WHAT YOU WILL DO
Can all of these lines be returned exactly?

RECORD SET

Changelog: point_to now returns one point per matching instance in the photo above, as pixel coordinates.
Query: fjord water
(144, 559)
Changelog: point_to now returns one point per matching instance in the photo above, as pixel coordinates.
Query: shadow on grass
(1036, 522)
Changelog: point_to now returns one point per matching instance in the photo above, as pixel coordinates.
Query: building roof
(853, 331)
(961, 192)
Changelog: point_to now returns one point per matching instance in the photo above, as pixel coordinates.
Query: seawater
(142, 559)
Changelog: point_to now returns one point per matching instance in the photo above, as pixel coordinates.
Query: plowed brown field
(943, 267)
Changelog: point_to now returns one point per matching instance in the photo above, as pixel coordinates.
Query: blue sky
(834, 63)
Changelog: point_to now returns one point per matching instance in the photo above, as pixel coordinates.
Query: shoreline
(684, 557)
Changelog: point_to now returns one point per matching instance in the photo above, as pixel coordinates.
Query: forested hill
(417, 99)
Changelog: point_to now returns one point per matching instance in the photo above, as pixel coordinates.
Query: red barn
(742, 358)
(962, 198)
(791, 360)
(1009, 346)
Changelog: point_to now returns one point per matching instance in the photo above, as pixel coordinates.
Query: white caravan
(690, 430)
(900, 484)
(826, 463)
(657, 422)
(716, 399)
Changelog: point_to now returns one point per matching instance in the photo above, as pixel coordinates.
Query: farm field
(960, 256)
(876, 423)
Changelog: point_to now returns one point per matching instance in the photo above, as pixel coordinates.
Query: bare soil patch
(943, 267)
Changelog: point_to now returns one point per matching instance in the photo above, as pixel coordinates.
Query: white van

THE OUTPUT
Changelog: point_to now returns one point per matching instance in the photo above, as pixel coordinates.
Query: fjord water
(144, 559)
Changelog: point_to now returns one point per matching instance in the photo above, as pixel coordinates.
Query: shadow on grass
(1036, 522)
Changelog: point_to now returns one point per matching instance in the photo above, as pixel coordinates.
Query: building roof
(853, 331)
(961, 192)
Changelog: point_to now returns one point per matching instance in the photo above, as pixel coordinates.
Query: seawater
(142, 559)
Changelog: point_to now returns one point per matching instance in the photo above, as pixel coordinates.
Query: plowed brown field
(943, 267)
Changelog: point_to now returns one point per matching instance in the photo above, as pixel coordinates.
Query: blue sky
(834, 63)
Changelog: point_to now returns one point per matching instance in the photo above, as pixel coordinates.
Query: shoreline
(684, 557)
Changelog: point_to now returns one point per matching instance in the photo above, as pixel coordinates.
Query: forested hill
(417, 99)
Changelog: point_to now returns one point per matching instance in the photo above, as pixel coordinates.
Query: red barn
(742, 358)
(962, 198)
(791, 360)
(1009, 346)
Changelog: point_to now returns one point per matching instance in the photo above, as pixel coordinates.
Query: white caravan
(690, 430)
(900, 484)
(826, 463)
(657, 422)
(716, 399)
Changelog: point_to now returns one point per matching instance in the photo above, as pixel coordinates.
Query: farm field
(960, 256)
(876, 423)
Changelog: point_to now returns one point per matching instance in the photo above, as pixel coordinates.
Query: bare soil patch
(943, 267)
Changelog: point_to now returns one point per matching instance in the photo above, as pixel coordinates.
Query: white van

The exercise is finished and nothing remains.